The artist draws inspiration from the expansive sweep of desolate spots he discovered while touring the American Dust Bowl region. His scenes of farms and oil fields raise questions about the impact of human consumption on the environment. “Sentry (Kit Carson, Colorado), 2008″ (2008) features a hyper-real oil derrick and serves as a haunting suggestion about the depletion of natural resources. The work is displayed on a plasma screen encased in a white Corian frame that sits atop a Corian console table. The same display format with an LCD screen is used for “Grow Finish Unit (Eva, Oklahoma), 2008″ (2008), a recent acquisition into the Hirshhorn’s permanent collection. This work focuses on the bleak visual elegance of a pig-processing plant, the luminous reflections on buildings within the wide landscape presenting a contrast with the function of these structures in the cultivation of animals and their delivery to market. “Dust Storm (Dalhart, Texas), 2007″ (2007) is shown as a large projection. In this work the artist merges archival photographs from a dust storm in the 1930s with footage he discovered online of a dust storm in Iraq shot by an American soldier. Gerrard’s replicated cloud engulfs an actual landscape he photographed near Dalhart, Texas.
“Directions” highlights the vitality, diversity and inventiveness that characterize contemporary art. The series has brought new work by emerging and established artists to Washington, D.C., since 1987.
Related Programming
A free and public event, a “Meet the Artist” talk by Gerrard will be held on Thursday, March 18, at 7 p.m. in the Hirshhorn’s Ring Auditorium, coinciding with a three-day colloquium, “Collaborations in the Care of Time-Based Art,” featuring conservators and scholars discussing the challenges of preserving film, video and digital art. The Hirshhorn will collaborate with other Smithsonian museums for this March 17–19, 2010 colloquium. The complex nature of these works requires a broad array of knowledge and skills ranging from traditional conservation principles to computer-programming expertise.

## RAW DATA
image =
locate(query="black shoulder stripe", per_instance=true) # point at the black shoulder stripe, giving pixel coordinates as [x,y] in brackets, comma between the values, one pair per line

## STATED EXERCISE 1
According to the Hirshhorn exhibition text, how is "Dust Storm (Dalhart, Texas), 2007" shown?
## STATED EXERCISE 2
Render this sentence from the Hirshhorn exhibition text in Spanish: "The series has brought new work by emerging and established artists to Washington, D.C., since 1987."
## STATED EXERCISE 3
Please extend the Hirshhorn exhibition text, picking up after its last sentence.

## EXPECTED OUTPUT 1
As a large projection.

## EXPECTED OUTPUT 2
La serie ha traído obras nuevas de artistas emergentes y consagrados a Washington, D.C., desde 1987.

## EXPECTED OUTPUT 3
Friday Gallery Talks at the Hirshhorn are informal conversations with artists and scholars that focus on one work or theme during a lunchtime tour. Several talks are organized around this “Directions: John Gerrard” project. Visit www.hirshhorn.si.edu for more information on the schedule.
About the Hirshhorn Museum and Sculpture Garden
The Hirshhorn Museum and Sculpture Garden, the Smithsonian’s museum of international modern and contemporary art, has some 12,000 paintings, sculptures, mixed-media pieces and works on paper in its collection. The Hirshhorn maintains an active exhibition program and offers free public programs for both youth and adults that explore the art of our time. The museum, located at Independence Avenue and Seventh Street S.W., is open daily from 10 a.m. to 5:30 p.m. (closed Dec. 25), and admission is free. Visit www.hirshhorn.si.edu for more information or to download Hirshhorn podcasts on the collection and exhibitions, as well as talks with artists and curators.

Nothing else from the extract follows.